[Start Entries shown]
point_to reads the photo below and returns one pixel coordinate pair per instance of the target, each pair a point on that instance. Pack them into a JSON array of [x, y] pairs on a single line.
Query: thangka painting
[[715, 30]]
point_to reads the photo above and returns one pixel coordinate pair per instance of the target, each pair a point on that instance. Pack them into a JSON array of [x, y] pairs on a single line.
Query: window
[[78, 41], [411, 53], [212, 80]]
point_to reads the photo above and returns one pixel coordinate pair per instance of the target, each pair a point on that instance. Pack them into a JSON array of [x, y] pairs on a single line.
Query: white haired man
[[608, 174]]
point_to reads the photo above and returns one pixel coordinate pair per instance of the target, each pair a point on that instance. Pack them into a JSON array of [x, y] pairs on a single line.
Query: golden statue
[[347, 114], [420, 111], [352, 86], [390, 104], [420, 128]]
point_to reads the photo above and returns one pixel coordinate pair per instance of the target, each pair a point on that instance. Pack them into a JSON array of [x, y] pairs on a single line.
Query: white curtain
[End Entries shown]
Task description:
Rewrite the records, swapping every "Query" for "Target" and keeping everything else unchanged.

Task answer:
point_to reads the photo below and returns one pixel coordinate pair per instance of the target, each pair a point on that instance. Pack them into a JSON array of [x, y] pairs on a single line.
Target: thangka painting
[[715, 30]]
point_to reads the photo above and returns one pixel coordinate pair per instance of the target, each pair a point on that instance. Pack them into a JSON array of [x, y] pairs on a single line.
Target: window
[[78, 41], [411, 53], [212, 80]]
point_to reads the photo above and returns one pixel coordinate pair per instance of the target, each pair a point on that instance. Pack them into a JSON array of [x, y] pairs on a single line.
Target: white haired man
[[608, 174]]
point_to reads the photo above and returns one pixel coordinate pair per instance of the target, each pair a point on that instance. Pack them into a JSON array of [x, y] pairs on a single line.
Target: golden statue
[[347, 114], [420, 111], [352, 86], [390, 104], [420, 128]]
point_to reads the photo above and returns one pixel coordinate pair per instance of the target, each pair a point on that instance. Pack them into a JSON array of [x, y] pairs on a single line.
Target: white curtain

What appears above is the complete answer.